• Work required: Type out the records that follow, exactly as given.

• Data in this exercise:

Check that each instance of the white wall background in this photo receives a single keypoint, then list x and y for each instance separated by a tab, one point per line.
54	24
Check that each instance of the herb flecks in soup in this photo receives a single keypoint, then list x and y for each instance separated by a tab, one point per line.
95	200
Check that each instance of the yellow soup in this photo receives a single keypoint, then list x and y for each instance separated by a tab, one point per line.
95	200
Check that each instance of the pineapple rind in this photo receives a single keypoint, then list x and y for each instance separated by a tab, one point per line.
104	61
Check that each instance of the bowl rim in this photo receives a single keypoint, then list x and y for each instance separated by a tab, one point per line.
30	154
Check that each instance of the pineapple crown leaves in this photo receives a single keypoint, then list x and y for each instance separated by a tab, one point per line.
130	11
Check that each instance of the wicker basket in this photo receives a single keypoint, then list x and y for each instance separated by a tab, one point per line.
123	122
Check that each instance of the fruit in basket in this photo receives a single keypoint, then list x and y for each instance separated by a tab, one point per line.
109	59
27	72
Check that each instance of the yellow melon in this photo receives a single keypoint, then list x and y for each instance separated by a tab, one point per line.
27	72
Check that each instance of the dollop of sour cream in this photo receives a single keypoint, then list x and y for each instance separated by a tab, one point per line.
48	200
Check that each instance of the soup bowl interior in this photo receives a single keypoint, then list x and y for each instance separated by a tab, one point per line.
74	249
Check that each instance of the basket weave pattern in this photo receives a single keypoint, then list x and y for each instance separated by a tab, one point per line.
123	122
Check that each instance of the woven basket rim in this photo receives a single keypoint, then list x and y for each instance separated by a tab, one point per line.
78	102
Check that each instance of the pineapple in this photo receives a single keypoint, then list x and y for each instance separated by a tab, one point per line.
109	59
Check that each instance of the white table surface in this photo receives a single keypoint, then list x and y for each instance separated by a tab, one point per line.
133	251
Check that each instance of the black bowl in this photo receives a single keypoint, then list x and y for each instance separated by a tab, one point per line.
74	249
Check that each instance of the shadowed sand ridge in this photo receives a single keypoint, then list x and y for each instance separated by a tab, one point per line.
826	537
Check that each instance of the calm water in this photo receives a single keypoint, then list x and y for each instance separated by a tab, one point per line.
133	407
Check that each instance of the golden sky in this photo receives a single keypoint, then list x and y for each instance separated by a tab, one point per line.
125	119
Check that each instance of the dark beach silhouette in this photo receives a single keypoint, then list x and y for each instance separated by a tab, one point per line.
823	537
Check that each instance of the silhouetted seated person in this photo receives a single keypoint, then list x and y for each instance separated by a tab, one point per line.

• Your solution:
Check that each instance of the white wall background in this photo receives a single keypoint, then list x and y for each instance separated by a tab, one point per line.
54	24
Check that each instance of the herb flecks in soup in this photo receives a single keypoint, then list x and y for each instance separated by a tab, one point per line.
95	200
Check that each instance of the yellow soup in this photo receives a single keypoint, then list x and y for each instance separated by a tab, one point per line.
95	200
Check that each instance of the pineapple rind in this photo receives a single keypoint, then list x and y for each instance separated by a tab, one point per line.
104	61
Check that each instance of the bowl rim in this photo receives a single keypoint, then list x and y for each instance separated by a tab, one point per line.
30	154
Check that each instance of the pineapple crown leaves in this photo receives a single keypoint, then list x and y for each instance separated by a tab, one point per line.
130	11
Check that each instance of the wicker basket in this photo receives a single keypoint, then list x and y for each instance separated by a tab, one point per line.
123	122
Check that each instance of the fruit in basket in this photo receives a single keypoint, then list x and y for each instance separated by a tab, one point per line.
109	59
27	72
Check that each instance of the yellow melon in this photo receives a single keypoint, then list x and y for each instance separated by a tab, one point per line.
27	72
Check that each instance of the dollop of sour cream in this photo receives a single keypoint, then list x and y for each instance separated by a tab, one point per line.
48	200
Check that each instance of the soup bowl interior in this photo receives a single keypoint, then list x and y for each instance separated by a tab, one point per line.
74	249
Check that each instance of the basket weave pattern in this photo receives a single keypoint, then list x and y for each instance separated by a tab, one point per line.
123	122
Check that each instance of the woven basket rim in this photo receives a single keypoint, then list x and y for each instance separated by a tab, one point per line.
78	102
Check that each instance of the pineapple in this photo receives a single keypoint, then list x and y for each instance separated by a tab, one point per line.
109	59
Check that each instance of the white table surface in this photo receives a single keypoint, then list x and y for each instance separated by a tab, one point per line.
133	251
Check that each instance of the black bowl in this photo receives a single keypoint, then list x and y for each instance separated by a tab, one point per line.
74	249
Check that each instance of the shadowed sand ridge in this photo receives a single keypoint, then list x and y for each instance separated by a tab, one point per line.
826	537
Check that each instance of the calm water in this photo receives a single keypoint, then list x and y for each instance separated by a tab, one point per line.
133	407
Check that each instance of the golden sky in this photo receives a single keypoint, then list x and y for each instance separated by a tab, one point per line.
125	119
Check that each instance of the dark beach silhouette in this photo receives a single keypoint, then list x and y for each instance separated by a tab, one point per line.
823	537
Check that each instance of the silhouetted seated person in this photo receives a single keypoint, then list x and y for each instance separated by a tab, one point per line.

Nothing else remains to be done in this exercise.